• _Task goal_
Scan the listing for the word "instance" and report every line that contains it.

Start of Excerpted data

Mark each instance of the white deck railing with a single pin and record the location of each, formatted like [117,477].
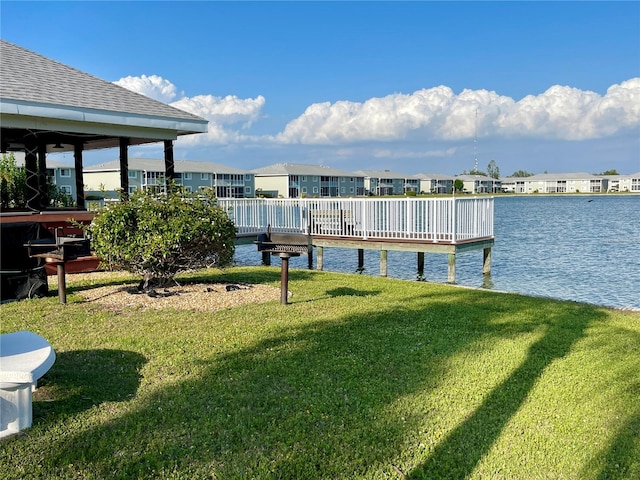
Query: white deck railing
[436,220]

End of Excerpted data
Start of Excerpted data

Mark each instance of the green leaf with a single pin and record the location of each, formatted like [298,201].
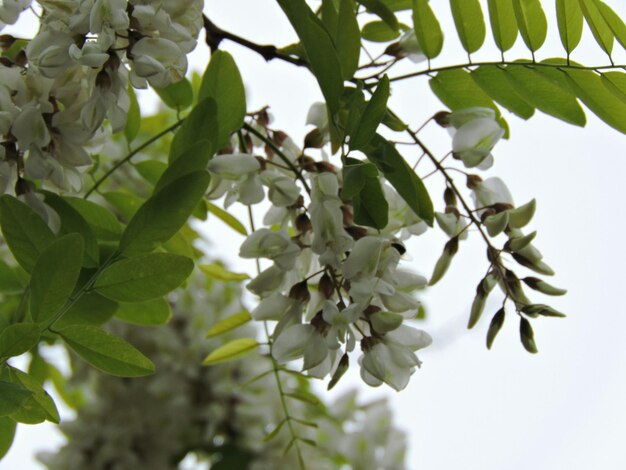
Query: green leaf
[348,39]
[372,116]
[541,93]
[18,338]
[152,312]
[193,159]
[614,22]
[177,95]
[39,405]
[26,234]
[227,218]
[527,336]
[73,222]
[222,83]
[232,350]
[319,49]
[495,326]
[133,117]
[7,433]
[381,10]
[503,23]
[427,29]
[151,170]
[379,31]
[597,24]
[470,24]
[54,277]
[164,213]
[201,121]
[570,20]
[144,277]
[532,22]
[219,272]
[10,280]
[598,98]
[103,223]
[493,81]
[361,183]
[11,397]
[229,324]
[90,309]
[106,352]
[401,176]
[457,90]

End of Excerpted data
Start of Excerpted data

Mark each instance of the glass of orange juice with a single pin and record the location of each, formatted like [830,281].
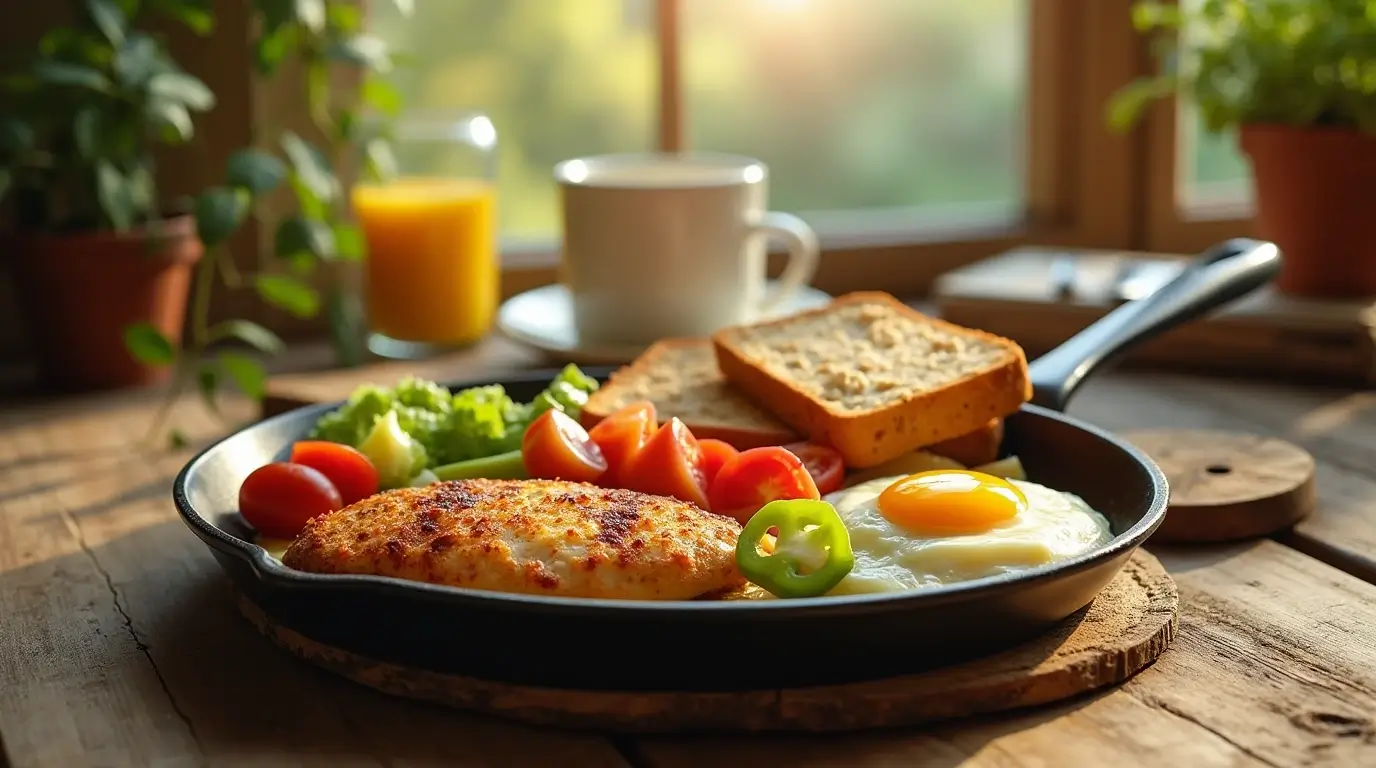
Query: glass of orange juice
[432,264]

End of Excerpted data

• _Solution to the problem_
Mark each instance of the white deck railing with a single pin and record the location of each, formatted like [117,477].
Mark each instance of the green leaf with a single pin and record the location of each, formatted like [298,201].
Mark each instance of the glass of orange juice with a single pin and record the location of each, formatted like [830,281].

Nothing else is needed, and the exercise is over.